Problem to work on: Pull every line of the listing below out word for word, keeping the original order.
....
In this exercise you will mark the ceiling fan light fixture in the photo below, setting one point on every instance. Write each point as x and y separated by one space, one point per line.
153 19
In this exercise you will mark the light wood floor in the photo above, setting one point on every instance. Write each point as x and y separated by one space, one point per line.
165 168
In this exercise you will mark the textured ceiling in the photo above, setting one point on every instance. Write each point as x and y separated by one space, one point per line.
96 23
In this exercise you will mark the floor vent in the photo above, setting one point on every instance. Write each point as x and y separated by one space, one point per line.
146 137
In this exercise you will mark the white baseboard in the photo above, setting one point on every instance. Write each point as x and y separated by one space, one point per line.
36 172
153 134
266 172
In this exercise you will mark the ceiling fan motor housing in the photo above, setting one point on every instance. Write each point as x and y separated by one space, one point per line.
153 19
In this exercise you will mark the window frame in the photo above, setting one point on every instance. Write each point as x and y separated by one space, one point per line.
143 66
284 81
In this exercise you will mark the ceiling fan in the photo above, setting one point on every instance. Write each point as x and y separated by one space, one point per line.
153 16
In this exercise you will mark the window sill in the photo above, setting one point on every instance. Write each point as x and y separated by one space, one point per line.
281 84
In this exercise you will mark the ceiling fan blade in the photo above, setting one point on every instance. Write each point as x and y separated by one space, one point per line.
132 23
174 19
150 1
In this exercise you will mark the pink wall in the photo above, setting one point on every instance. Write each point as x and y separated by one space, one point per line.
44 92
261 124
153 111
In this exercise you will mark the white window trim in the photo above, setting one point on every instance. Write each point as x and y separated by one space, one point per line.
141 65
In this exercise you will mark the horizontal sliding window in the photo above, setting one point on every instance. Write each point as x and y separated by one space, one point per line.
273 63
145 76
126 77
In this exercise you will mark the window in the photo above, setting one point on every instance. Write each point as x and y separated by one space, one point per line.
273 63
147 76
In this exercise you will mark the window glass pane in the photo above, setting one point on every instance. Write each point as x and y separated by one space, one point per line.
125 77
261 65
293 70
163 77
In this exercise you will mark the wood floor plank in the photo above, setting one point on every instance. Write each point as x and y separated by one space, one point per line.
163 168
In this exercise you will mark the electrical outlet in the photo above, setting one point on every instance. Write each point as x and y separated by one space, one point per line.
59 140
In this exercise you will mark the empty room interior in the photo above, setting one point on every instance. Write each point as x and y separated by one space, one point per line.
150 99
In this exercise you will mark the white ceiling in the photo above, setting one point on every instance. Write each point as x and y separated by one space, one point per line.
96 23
....
Answer to the task:
In this exercise you will mark the ceiling fan light fixture in the photo below, setting one point on every instance. Write each point as x and y separated by one space, one point per line.
153 19
In this exercise you will mark the light wood floor in the photo above, setting one point on every instance. Write each point as x and y separated by one space, one point per line.
165 168
In this exercise you will mark the textured ceiling in the photo above, setting one point on every instance. Write each point as x and y separated by one space, one point per line.
96 23
In this exercise you will mark the floor vent in the photo above, setting one point on every instance. Write each point as x and y separated by one space, one point per line.
146 137
In this exercise you will mark the white baseboard in the photo above, setting one point on every instance. Write each point as x and y separated by one space, one point per line.
36 172
153 134
266 172
In this exercise you will mark the ceiling fan motor housing in the photo above, setting one point on every instance. Write each point as x and y separated by one space, one point per line.
153 19
In this exercise you will mark the window frame in the photo above, setting one point on every instance. Write each point as x and y separated by one space, one point per line.
143 66
284 81
In this exercise you will mark the ceiling fan in the photo above, setting one point on every instance. Write each point as x and y separated by one space, one point per line.
153 16
In this exercise you will mark the window sill in the photo above, setting one point on every instance. Write each point as x and y separated by one space, one point per line.
281 84
In this exercise you will mark the ceiling fan blade in the photo above, setting one point on every instance. Write each point as x and y separated by one space, one point per line.
132 23
174 19
150 1
In this exercise you will mark the pink wall in the photo above, setting one point on every instance. Write each point as x and y separated by one space, one point per line.
44 92
261 124
153 111
In this exercise you will mark the white window trim in the photo above, setting one point on every instance. Write each point as x and y separated by one space, one point per line.
141 65
In this exercise you will mark the horizontal sliding window in the photo above, setting one point on every instance. Write each point as x and y separated by one space, one point per line.
273 63
145 76
126 77
In this exercise you will mark the window in the photo above, setting one point on every instance. Write each point as x and y separated by one space, one point per line.
273 63
147 76
In this exercise you will mark the window glass pane in the photo above, setting one point on every instance. Write each point as x and y separated by one space, one point per line.
125 77
261 65
293 70
163 77
In this exercise you will mark the wood floor plank in the photo above, setting one point on every instance. Write each point as x and y separated by one space, one point per line.
163 168
In this exercise you will mark the electrical outlet in the photo above, setting one point on every instance. Write each point as x and y separated by one space, one point per line.
59 140
In this exercise you will mark the empty room interior in the photo above, setting one point on every instance. Write each point as x and y separated by one space, one point per line.
150 99
In this exercise you will mark the white ceiling in the photo above, setting one point on every instance. Write each point as x and y separated by one space, one point per line.
96 23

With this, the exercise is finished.